**Selected extract**
-- Begin --

Re: [PATCH 1/3] diff histogram: intern strings

Jeff King <peff@xxxxxxxx> · Fri, 19 Nov 2021 09:45:26 -0500

On Fri, Nov 19, 2021 at 10:05:32AM +0000, Phillip Wood wrote:

> On 18/11/2021 15:42, Jeff King wrote:
> > On Thu, Nov 18, 2021 at 04:35:48PM +0100, Johannes Schindelin wrote:
> > 
> > > I think the really important thing to point out is that
> > > `xdl_classify_record()` ensures that the `ha` attribute is different for
> > > different text. AFAIR it even "linearizes" the `ha` values, i.e. they
> > > won't be all over the place but start at 0 (or 1).
> > > 
> > > So no, I'm not worried about collisions. That would be a bug in
> > > `xdl_classify_record()` and I think we would have caught this bug by now.
> > 
> > Ah, thanks for that explanation. That addresses my collision concern from
> > earlier in the thread completely.
> 
> Yes, thanks for clarifying I should have been clearer in my reply to Stolee.
> The reason I was waffling on about file sizes is that there can only be a
> collision if there are more than 2^32 unique lines. I think the minimum file
> size where that happens is just below 10GB when one side of the diff has
> 2^31 lines and the other has 2^31 + 1 lines and all the lines are unique.

Right, that makes more sense (and we are not likely to lift the 1GB
limit anytime soon; there are tons of 32-bit variables and potential
integer overflows all through the xdiff code).

It's probably worth explaining this a bit in the commit message.

I also, FWIW, found the subject confusing. I expected "intern" to refer
to keeping a single copy of some strings. Maybe:

  Subject: diff histogram: skip xdl_recmatch for comparing records

or something?

-Peff

-- End --

**Challenge**
Transcribe everything in the patch discussion from "On Fri, Nov" down to "bug by now.". The data after this point comes from a separate source.

**Source material**
-- Begin --

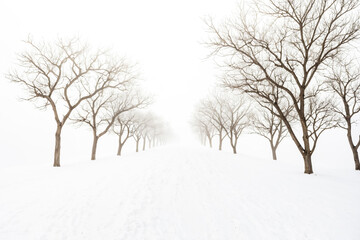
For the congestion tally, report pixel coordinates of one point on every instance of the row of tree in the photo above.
(87, 86)
(228, 115)
(296, 59)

-- End --

**Solved exercise**
On Fri, Nov 19, 2021 at 10:05:32AM +0000, Phillip Wood wrote:

> On 18/11/2021 15:42, Jeff King wrote:
> > On Thu, Nov 18, 2021 at 04:35:48PM +0100, Johannes Schindelin wrote:
> > 
> > > I think the really important thing to point out is that
> > > `xdl_classify_record()` ensures that the `ha` attribute is different for
> > > different text. AFAIR it even "linearizes" the `ha` values, i.e. they
> > > won't be all over the place but start at 0 (or 1).
> > > 
> > > So no, I'm not worried about collisions. That would be a bug in
> > > `xdl_classify_record()` and I think we would have caught this bug by now.